Job: Rewrite all of the data below as a Markdown table with the columns Row and Line. Number each line in order and put the line's text next to it, skipping any blank lines.

Stored records:
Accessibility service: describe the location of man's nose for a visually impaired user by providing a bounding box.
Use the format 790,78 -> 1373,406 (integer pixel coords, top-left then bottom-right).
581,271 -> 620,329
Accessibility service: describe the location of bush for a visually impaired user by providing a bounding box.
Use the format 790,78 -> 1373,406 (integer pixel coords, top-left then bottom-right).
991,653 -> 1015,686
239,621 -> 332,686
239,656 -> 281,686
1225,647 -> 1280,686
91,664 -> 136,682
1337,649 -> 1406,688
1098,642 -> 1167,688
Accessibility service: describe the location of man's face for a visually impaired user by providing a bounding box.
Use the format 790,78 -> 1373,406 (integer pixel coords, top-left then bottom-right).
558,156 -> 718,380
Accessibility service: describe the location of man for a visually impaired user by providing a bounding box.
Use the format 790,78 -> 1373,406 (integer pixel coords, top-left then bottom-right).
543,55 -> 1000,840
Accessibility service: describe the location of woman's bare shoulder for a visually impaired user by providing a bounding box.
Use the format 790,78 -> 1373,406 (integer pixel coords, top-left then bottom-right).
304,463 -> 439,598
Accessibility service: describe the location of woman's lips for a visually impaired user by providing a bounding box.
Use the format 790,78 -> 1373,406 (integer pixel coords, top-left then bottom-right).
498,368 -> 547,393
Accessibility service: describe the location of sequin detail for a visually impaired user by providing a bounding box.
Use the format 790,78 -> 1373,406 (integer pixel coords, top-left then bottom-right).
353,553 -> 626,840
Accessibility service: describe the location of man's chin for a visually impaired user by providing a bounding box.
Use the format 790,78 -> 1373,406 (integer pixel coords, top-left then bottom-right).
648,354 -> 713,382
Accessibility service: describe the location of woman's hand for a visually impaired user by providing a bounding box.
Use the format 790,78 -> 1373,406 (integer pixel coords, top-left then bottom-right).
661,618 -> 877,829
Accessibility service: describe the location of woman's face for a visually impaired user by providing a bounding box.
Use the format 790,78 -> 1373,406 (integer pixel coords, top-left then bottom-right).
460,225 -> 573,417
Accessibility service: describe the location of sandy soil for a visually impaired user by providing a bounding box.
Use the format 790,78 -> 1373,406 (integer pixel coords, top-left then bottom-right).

Written answer:
| Row | Line |
|---|---|
| 1 | Accessibility service: describe the location of man's nose for a visually impaired user by providing a bounding box. |
| 2 | Use the format 790,78 -> 1373,406 (integer pixel coords, top-left then bottom-right). |
| 3 | 581,271 -> 620,329 |
| 4 | Accessibility service: describe the location of bush for a visually impaired user by providing a bounding box. |
| 5 | Use the format 790,78 -> 1373,406 (integer pixel coords, top-left then bottom-right). |
| 6 | 991,653 -> 1015,686 |
| 7 | 239,621 -> 332,686 |
| 8 | 239,656 -> 281,686 |
| 9 | 1225,647 -> 1280,686 |
| 10 | 91,664 -> 136,682 |
| 11 | 1337,649 -> 1406,688 |
| 12 | 1098,642 -> 1167,688 |
| 13 | Accessibility service: describe the location of man's face for a visually impaired user by providing a bounding box. |
| 14 | Use the format 790,78 -> 1373,406 (integer pixel coords, top-left then bottom-right). |
| 15 | 558,156 -> 718,380 |
| 16 | Accessibility service: describe the location of man for a visually impaired user by providing a bounding box. |
| 17 | Use the format 790,78 -> 1373,406 (integer pixel coords, top-left then bottom-right). |
| 18 | 543,55 -> 1000,840 |
| 19 | Accessibility service: describe the location of woman's bare shoulder for a visually impaired user by providing a bounding box. |
| 20 | Use the format 790,78 -> 1373,406 (integer pixel coords, top-left then bottom-right). |
| 21 | 304,463 -> 439,598 |
| 22 | Accessibility service: describe the location of woman's lips for a visually impaired user by providing a bounding box. |
| 23 | Use the format 790,78 -> 1373,406 (integer pixel coords, top-left then bottom-right). |
| 24 | 498,368 -> 547,393 |
| 25 | Accessibility service: describe the location of sequin detail for a visually impaired user by providing a bounding box. |
| 26 | Use the format 790,78 -> 1373,406 (integer pixel coords, top-left then bottom-right). |
| 27 | 353,553 -> 626,840 |
| 28 | Accessibility service: describe the location of man's chin for a visually impaired user by providing a bounding box. |
| 29 | Use the format 790,78 -> 1373,406 (integer pixel coords, top-left then bottom-right). |
| 30 | 648,354 -> 713,382 |
| 31 | Accessibility service: describe the location of woman's hand for a visually impaired user by providing a bounding box. |
| 32 | Use the format 790,78 -> 1373,406 (integer pixel coords, top-left then bottom-right). |
| 33 | 661,618 -> 877,829 |
| 34 | Accessibility service: describe the location of woman's face for a visually impaired user by providing a bounding box. |
| 35 | Use the format 790,78 -> 1373,406 (integer pixel coords, top-left then bottom-right). |
| 36 | 460,225 -> 573,417 |
| 37 | Accessibility service: describe the location of sandy soil for a visually impaired user by providing a bounding box. |
| 38 | Use the format 790,78 -> 1373,406 (integer pixel coords, top-left then bottom-right). |